Return every line below in which "roadside" appears.

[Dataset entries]
::::::::
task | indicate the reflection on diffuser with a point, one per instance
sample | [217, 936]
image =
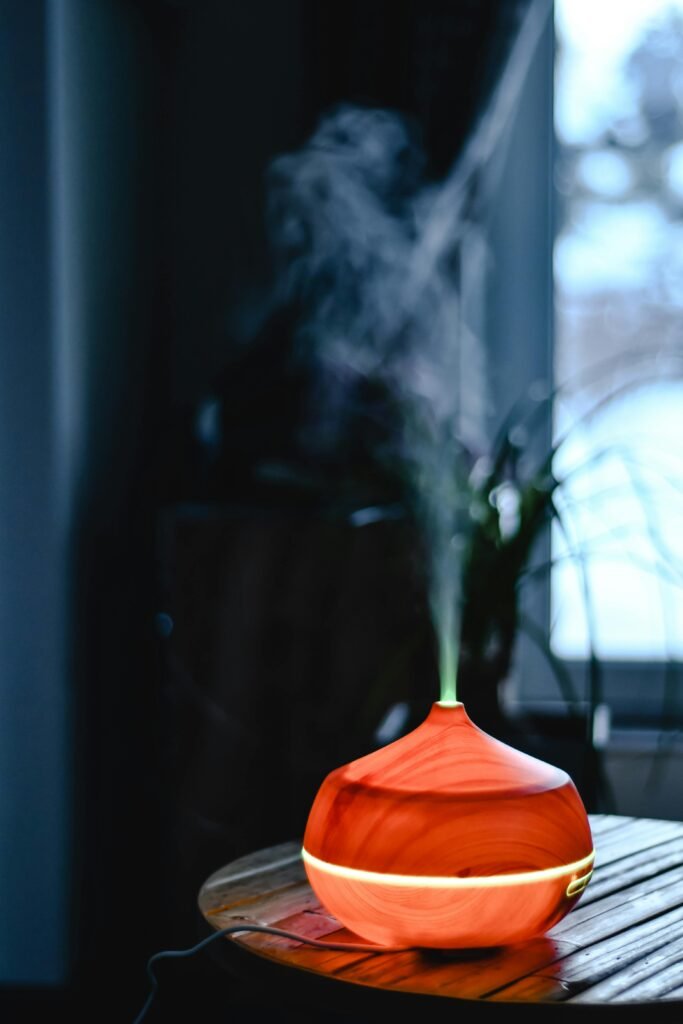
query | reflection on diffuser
[447, 838]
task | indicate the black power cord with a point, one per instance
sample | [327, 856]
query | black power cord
[265, 929]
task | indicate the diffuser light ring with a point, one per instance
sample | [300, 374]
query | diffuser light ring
[579, 871]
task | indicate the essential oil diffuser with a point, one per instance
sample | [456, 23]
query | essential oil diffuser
[447, 838]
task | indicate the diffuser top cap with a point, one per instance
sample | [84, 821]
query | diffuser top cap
[447, 755]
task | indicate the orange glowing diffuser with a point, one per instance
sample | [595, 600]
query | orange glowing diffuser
[447, 838]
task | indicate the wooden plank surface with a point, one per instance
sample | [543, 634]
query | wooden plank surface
[622, 943]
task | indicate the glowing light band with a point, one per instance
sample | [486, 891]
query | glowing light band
[455, 882]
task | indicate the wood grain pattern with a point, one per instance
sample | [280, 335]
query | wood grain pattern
[622, 944]
[447, 801]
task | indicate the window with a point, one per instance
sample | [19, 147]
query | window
[590, 226]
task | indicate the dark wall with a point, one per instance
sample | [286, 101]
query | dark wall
[161, 119]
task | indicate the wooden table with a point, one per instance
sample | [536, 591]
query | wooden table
[620, 949]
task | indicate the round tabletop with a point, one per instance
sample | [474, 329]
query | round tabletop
[622, 945]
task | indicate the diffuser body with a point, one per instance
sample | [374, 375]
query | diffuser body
[447, 838]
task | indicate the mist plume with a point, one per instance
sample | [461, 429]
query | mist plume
[371, 255]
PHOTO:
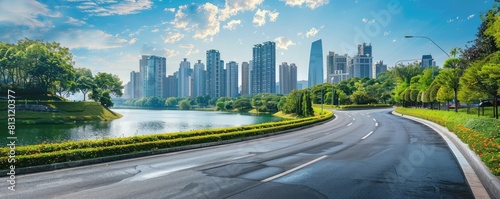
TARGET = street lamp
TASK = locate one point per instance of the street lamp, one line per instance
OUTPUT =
(409, 36)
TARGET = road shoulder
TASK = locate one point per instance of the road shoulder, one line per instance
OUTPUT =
(482, 182)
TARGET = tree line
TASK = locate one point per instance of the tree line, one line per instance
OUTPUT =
(35, 67)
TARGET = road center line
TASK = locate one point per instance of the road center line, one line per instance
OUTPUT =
(294, 169)
(367, 135)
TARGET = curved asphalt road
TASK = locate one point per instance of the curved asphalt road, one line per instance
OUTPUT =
(361, 154)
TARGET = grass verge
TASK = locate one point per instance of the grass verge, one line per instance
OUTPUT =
(41, 154)
(481, 134)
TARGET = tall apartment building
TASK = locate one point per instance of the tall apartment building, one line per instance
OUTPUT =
(316, 64)
(263, 75)
(361, 64)
(245, 78)
(427, 61)
(184, 79)
(232, 79)
(215, 74)
(379, 67)
(153, 72)
(288, 78)
(199, 79)
(336, 67)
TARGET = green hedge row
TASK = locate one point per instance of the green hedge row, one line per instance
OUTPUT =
(40, 154)
(481, 134)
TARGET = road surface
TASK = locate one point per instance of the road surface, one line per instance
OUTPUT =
(360, 154)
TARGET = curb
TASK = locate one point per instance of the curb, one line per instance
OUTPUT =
(482, 182)
(85, 162)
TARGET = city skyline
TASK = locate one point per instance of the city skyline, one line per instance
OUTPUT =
(112, 36)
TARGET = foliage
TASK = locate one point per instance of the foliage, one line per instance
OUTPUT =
(481, 134)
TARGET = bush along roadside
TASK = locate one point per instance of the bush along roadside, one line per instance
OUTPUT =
(41, 154)
(481, 134)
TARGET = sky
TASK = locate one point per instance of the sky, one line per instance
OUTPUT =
(111, 35)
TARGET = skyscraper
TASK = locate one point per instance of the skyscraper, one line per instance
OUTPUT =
(263, 75)
(199, 79)
(336, 67)
(215, 73)
(153, 76)
(316, 64)
(288, 78)
(427, 61)
(232, 79)
(379, 68)
(361, 64)
(245, 78)
(184, 79)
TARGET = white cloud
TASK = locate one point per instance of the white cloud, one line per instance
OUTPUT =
(202, 19)
(365, 20)
(90, 39)
(313, 4)
(75, 22)
(283, 42)
(170, 53)
(169, 9)
(25, 13)
(186, 45)
(192, 51)
(132, 41)
(108, 8)
(232, 7)
(173, 37)
(313, 31)
(231, 25)
(259, 19)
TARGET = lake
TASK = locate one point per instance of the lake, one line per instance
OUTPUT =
(135, 122)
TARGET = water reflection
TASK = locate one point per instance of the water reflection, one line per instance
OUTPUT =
(134, 122)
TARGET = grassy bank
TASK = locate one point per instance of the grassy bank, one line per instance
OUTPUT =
(480, 133)
(41, 154)
(69, 112)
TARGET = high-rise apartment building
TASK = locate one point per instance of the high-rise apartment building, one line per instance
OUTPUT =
(427, 61)
(361, 64)
(263, 73)
(199, 79)
(232, 79)
(336, 66)
(215, 74)
(245, 78)
(184, 79)
(153, 75)
(288, 78)
(316, 64)
(379, 68)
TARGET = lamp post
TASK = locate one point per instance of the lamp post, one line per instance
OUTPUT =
(409, 36)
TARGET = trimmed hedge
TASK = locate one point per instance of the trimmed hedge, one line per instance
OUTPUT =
(481, 134)
(41, 154)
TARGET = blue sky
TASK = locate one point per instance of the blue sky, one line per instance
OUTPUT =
(110, 35)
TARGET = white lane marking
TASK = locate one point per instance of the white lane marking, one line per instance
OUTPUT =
(367, 135)
(294, 169)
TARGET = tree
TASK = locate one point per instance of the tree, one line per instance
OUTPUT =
(445, 94)
(84, 84)
(106, 99)
(185, 104)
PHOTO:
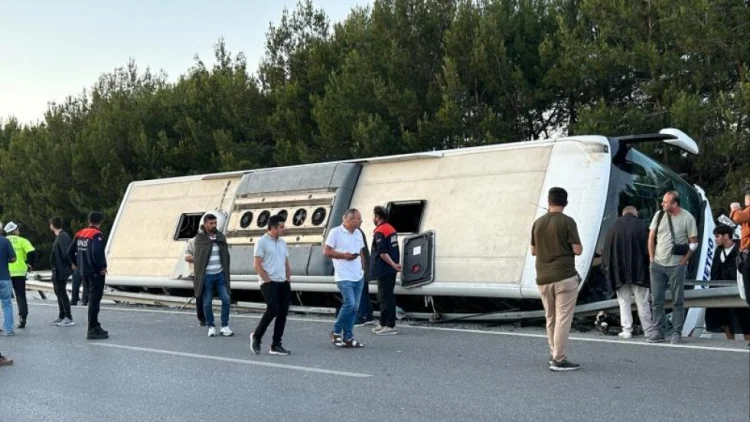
::::::::
### [Exercise response]
TARGET = bush along roadside
TASK = locate one point per instance of the bush along roadside, one line per instance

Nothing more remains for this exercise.